* _Objective 1_:
Shift every x and y coordinate in the answers by -131, and write out again all the rows below from the one containing "Objective: a point on each instance of the woman in" down to the last row, requests included. Give only those rows and leave the pictures out.

No doubt, the youths in the Niger Delta were to some extent pleased, when two new states were created in the area in 1967, the eve of civil war. By the end of this Biafran war, the ethnic minorities had fully emerged as the ghostsh of new source of national wealth – oil. Yet, it also became obvious that their expectations of total control of the oil wealth in the Niger Delta, as leverage for accessing power at federal level were not realized. The central government progressively vested itself in the control of oil. This resulted in the exclusion of ethnic minorities of the Niger Delta. Fiscal centralization of oil revenues was largely effected through the abandonment of the allocation principle of derivation, in favor of equality among whole population of the country. This worsened relationship between ethnic minorities of the Niger Delta and dominant ethnic groups.

 

These tensions were further exacerbated with military rule, shrinking oil revenues, and worsening economic situation after the 1970s. It was under these circumstances that youth movements (re-)emerged to protest the neglect of minority groups in the Niger Delta. This also resulted in their being dispossessed of the oil wealth produced in their living space. Worse still, the political transition program of the military administration of General Ibrahim Babangida (1985-1993), did not provide any political space for the popular forces of the Niger Delta to express their grievances, or participate in the political process. Thus, they resorted to ethnic identity movements that mobilized the people towards the struggle for rights to enjoy better living standard. In this regard, they criticized the centralization of Nigerian fiscal system, and demanded the control of resources by local population. These claims and demands received the international supports, and gradually recognized as the struggle for the protection of human and minority rights after the cold war.

* _Objective 2_:
According to the Niger Delta text, in what year were two new states created in the area?

* _Records shown_:
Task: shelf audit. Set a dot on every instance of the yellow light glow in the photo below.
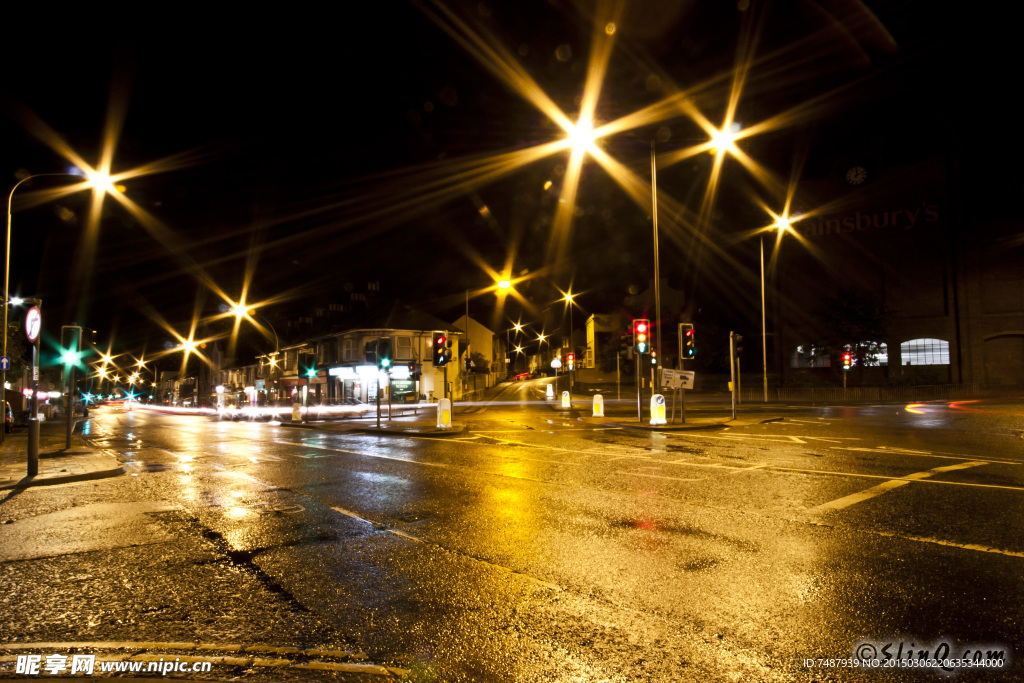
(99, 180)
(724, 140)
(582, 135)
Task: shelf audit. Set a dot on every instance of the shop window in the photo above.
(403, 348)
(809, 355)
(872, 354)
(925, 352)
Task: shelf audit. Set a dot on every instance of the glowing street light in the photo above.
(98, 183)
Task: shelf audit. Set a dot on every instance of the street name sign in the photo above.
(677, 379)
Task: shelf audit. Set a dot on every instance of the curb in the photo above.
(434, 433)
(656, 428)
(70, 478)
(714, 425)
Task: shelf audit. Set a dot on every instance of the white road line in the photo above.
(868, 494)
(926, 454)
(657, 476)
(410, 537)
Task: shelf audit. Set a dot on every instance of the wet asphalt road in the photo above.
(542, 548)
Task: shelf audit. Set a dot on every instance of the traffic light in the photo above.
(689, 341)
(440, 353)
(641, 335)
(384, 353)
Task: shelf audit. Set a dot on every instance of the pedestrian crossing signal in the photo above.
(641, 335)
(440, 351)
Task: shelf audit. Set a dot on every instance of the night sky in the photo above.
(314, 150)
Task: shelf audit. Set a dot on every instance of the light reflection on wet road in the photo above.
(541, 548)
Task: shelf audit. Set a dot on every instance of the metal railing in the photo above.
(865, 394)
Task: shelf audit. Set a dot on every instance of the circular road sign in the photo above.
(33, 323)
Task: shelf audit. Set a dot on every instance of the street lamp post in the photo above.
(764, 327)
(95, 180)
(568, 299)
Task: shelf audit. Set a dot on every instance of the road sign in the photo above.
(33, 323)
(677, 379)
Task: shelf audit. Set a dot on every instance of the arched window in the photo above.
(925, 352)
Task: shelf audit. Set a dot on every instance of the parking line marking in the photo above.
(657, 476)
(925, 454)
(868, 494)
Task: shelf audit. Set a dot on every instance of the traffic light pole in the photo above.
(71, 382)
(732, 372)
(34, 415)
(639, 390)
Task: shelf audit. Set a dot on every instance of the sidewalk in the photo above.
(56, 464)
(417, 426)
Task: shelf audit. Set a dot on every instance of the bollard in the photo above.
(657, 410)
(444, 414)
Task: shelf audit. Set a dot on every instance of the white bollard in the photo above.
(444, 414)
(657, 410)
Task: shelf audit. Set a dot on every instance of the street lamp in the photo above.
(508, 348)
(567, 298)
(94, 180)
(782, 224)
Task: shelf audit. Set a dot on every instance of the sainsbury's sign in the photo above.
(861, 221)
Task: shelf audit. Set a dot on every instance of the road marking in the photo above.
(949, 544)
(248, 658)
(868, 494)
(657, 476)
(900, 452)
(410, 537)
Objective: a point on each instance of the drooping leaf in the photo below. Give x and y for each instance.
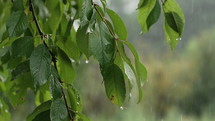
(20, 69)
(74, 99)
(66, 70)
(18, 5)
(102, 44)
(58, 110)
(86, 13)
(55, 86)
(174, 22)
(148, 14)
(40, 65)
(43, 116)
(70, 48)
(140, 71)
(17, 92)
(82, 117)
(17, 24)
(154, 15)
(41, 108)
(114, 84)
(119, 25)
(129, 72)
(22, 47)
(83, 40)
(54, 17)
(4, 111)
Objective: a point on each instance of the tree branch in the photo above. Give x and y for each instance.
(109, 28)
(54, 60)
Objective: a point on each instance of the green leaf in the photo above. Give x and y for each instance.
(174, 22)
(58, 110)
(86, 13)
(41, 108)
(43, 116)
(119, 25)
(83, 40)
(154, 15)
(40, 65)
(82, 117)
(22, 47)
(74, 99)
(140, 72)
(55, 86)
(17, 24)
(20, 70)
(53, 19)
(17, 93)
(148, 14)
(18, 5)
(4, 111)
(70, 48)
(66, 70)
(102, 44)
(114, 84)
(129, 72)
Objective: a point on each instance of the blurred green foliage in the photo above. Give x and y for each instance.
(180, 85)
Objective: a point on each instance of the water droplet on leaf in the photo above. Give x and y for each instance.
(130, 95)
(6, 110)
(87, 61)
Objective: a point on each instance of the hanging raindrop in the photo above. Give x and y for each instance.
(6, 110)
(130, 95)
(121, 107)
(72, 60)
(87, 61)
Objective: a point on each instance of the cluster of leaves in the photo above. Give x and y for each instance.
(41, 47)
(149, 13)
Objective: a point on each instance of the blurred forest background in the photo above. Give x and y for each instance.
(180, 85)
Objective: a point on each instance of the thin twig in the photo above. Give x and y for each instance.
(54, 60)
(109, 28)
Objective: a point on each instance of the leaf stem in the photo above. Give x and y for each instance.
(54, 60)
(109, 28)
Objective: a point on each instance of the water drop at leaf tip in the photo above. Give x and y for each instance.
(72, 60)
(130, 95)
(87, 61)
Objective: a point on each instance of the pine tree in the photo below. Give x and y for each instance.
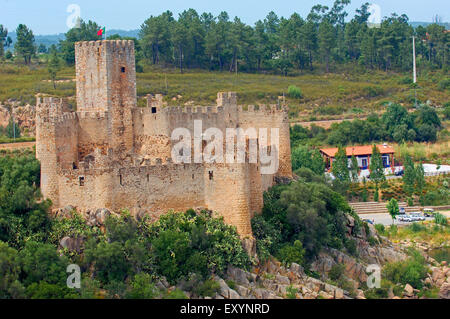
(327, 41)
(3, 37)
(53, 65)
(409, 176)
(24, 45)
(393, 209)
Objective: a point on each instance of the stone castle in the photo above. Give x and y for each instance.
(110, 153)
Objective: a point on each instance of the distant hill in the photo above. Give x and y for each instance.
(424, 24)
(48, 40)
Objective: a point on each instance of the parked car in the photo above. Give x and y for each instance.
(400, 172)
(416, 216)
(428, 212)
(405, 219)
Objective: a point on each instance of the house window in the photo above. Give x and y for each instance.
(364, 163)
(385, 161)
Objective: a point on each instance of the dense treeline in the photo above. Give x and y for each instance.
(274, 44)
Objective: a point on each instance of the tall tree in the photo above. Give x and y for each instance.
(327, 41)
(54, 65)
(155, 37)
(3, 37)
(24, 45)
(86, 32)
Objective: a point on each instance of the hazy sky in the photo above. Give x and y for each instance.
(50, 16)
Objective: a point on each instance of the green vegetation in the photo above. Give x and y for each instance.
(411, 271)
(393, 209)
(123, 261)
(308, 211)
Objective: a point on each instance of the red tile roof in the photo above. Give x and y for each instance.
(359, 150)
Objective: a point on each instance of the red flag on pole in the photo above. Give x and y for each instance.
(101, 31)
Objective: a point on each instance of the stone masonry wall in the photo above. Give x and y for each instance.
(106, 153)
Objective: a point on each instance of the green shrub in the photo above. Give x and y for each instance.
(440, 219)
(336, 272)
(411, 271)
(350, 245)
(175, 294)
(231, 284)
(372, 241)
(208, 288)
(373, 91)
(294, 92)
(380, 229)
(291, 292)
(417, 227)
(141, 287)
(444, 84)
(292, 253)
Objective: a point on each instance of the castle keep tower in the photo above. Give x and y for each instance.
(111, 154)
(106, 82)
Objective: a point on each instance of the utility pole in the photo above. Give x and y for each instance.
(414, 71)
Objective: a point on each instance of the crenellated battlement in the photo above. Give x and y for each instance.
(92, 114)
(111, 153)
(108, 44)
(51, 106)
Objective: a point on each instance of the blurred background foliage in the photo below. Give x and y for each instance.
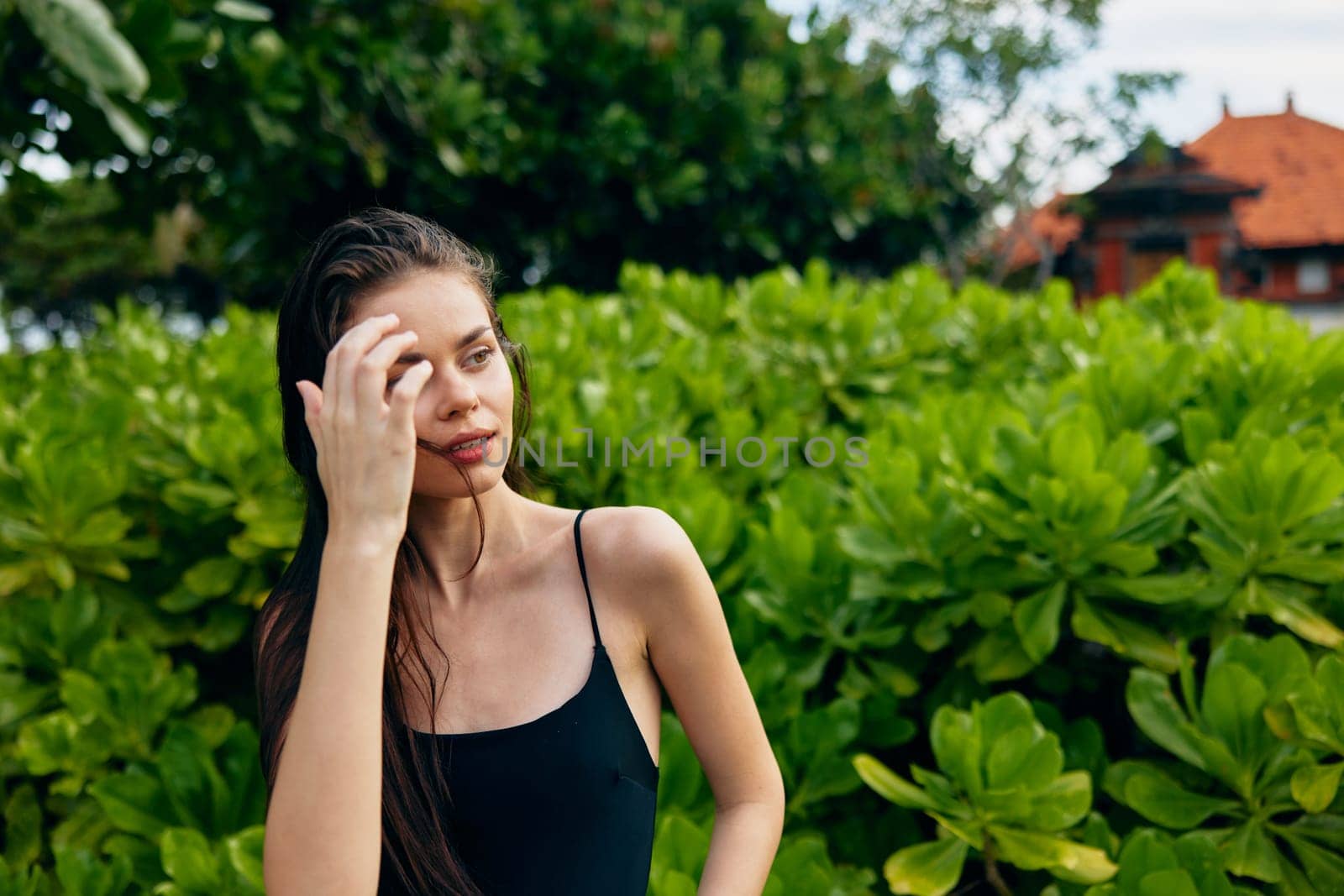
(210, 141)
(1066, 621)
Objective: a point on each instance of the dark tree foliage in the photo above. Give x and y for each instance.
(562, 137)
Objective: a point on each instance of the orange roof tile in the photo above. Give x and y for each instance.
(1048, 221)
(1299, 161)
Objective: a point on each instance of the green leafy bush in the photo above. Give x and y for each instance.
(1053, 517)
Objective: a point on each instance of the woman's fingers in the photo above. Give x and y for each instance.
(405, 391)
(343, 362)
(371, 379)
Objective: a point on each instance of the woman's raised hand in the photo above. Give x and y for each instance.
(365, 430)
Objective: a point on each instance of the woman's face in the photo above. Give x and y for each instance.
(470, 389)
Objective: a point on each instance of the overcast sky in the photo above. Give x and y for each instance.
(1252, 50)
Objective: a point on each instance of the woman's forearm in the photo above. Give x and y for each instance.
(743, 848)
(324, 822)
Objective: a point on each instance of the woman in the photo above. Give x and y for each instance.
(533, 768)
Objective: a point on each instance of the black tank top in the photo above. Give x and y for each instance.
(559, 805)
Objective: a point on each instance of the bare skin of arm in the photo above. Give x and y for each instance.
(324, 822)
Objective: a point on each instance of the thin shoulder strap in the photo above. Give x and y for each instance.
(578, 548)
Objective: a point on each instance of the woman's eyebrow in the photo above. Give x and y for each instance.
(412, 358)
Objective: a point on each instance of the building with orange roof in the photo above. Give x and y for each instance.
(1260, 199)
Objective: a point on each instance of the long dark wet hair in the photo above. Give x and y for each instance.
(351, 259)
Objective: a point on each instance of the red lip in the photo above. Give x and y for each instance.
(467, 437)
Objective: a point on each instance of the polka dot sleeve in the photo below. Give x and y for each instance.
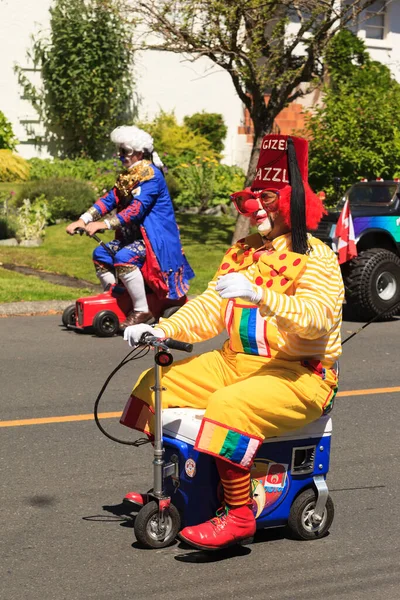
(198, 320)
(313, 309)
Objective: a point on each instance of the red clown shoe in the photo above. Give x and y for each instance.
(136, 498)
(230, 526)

* _Final answer 1_:
Objective: a point on each instance of the woman in the photo above. Give x and y for each instance.
(402, 637)
Objective: a point on each instance of the black tank top in the photo above. Give x and y for each instance.
(428, 674)
Objective: a point on each instance of the bare skin of arm in the photo above. Give x and y for each instance.
(193, 691)
Objective: a point on each instance of the thin shoulder strap in the photo above. Give x and y for each instance.
(447, 417)
Objective: a point on each instance of the woman's eyebrow in the photo above. Give x and y for each instance.
(281, 227)
Objective: a point on each instance of the building with orange roof in the photo above. Give x and y for each instance.
(1129, 68)
Objective: a point on each instance of the long dark wet hair in the photo above. Give x and y for each instance.
(220, 128)
Objective: a point on each instance of the red lip in the photo above. Give x and y for each instance.
(336, 306)
Objective: a point on each instance of the polka dot sleeve in the photo below. Give x and y for each instance.
(67, 189)
(182, 178)
Objective: a point on each instance of the red clown shoe in the photo above. Give x and y for each instance.
(5, 367)
(99, 395)

* _Final answer 2_:
1967, on the eve of the civil war.